Reproduce the data below word for word, keeping every line and character unchanged.

___

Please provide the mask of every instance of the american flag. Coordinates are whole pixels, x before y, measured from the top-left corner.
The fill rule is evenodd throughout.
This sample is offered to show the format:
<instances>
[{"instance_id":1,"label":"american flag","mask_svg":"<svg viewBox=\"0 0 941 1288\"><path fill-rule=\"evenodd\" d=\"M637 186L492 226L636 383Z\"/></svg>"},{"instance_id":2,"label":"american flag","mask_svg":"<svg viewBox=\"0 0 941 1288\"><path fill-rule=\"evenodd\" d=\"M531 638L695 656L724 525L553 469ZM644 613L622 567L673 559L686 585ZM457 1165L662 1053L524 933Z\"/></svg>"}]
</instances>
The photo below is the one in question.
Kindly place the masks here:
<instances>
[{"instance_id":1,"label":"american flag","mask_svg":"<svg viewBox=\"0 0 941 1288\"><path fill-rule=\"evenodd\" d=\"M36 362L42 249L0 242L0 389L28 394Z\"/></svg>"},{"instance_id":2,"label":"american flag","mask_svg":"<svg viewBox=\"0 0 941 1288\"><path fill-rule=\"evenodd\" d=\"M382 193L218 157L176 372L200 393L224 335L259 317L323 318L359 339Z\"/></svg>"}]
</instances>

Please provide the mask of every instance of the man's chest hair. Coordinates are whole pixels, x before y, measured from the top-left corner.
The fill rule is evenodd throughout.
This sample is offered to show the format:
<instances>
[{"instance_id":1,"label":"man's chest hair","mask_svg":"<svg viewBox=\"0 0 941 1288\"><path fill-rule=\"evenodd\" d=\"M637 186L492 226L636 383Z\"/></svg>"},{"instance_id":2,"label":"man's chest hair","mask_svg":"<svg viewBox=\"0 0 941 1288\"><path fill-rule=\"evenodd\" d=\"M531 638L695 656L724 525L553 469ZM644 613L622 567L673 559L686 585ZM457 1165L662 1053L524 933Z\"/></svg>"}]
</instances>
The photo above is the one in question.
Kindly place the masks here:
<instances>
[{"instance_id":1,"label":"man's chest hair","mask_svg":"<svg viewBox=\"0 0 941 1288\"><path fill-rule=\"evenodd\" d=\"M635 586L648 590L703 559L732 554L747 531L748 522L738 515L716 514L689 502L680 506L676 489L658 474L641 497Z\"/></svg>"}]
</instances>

___

**Task response:**
Please provide the mask of every instance of the american flag. Coordinates are whole pixels, x before y, measured from the top-left corner.
The fill rule is evenodd throughout.
This sample is offered to show the format:
<instances>
[{"instance_id":1,"label":"american flag","mask_svg":"<svg viewBox=\"0 0 941 1288\"><path fill-rule=\"evenodd\" d=\"M637 186L492 226L636 383Z\"/></svg>"},{"instance_id":2,"label":"american flag","mask_svg":"<svg viewBox=\"0 0 941 1288\"><path fill-rule=\"evenodd\" d=\"M531 638L695 656L724 525L553 469ZM644 613L622 567L673 559L686 585ZM457 1165L662 1053L524 933Z\"/></svg>"}]
</instances>
The photo below is the one in question.
Kindly place the masks here:
<instances>
[{"instance_id":1,"label":"american flag","mask_svg":"<svg viewBox=\"0 0 941 1288\"><path fill-rule=\"evenodd\" d=\"M36 362L42 249L0 242L0 389L28 394Z\"/></svg>"},{"instance_id":2,"label":"american flag","mask_svg":"<svg viewBox=\"0 0 941 1288\"><path fill-rule=\"evenodd\" d=\"M382 193L218 157L176 372L200 393L224 335L259 317L323 318L359 339Z\"/></svg>"}]
</instances>

Please provide the mask of every instance of the man's chest hair. Coordinates are whole pixels, x before y, measured from the top-left corner.
The fill rule is evenodd throughout.
This sample is offered to show the format:
<instances>
[{"instance_id":1,"label":"man's chest hair","mask_svg":"<svg viewBox=\"0 0 941 1288\"><path fill-rule=\"evenodd\" d=\"M637 186L492 226L636 383Z\"/></svg>"},{"instance_id":2,"label":"man's chest hair","mask_svg":"<svg viewBox=\"0 0 941 1288\"><path fill-rule=\"evenodd\" d=\"M531 638L695 656L724 525L553 469ZM644 613L622 567L673 559L686 585ZM457 1165L662 1053L524 933Z\"/></svg>"}]
</instances>
The photo above is the one in question.
Kindly place the masks here:
<instances>
[{"instance_id":1,"label":"man's chest hair","mask_svg":"<svg viewBox=\"0 0 941 1288\"><path fill-rule=\"evenodd\" d=\"M635 586L648 590L703 559L732 554L747 531L748 522L738 515L716 514L689 502L680 506L676 489L658 474L641 497Z\"/></svg>"}]
</instances>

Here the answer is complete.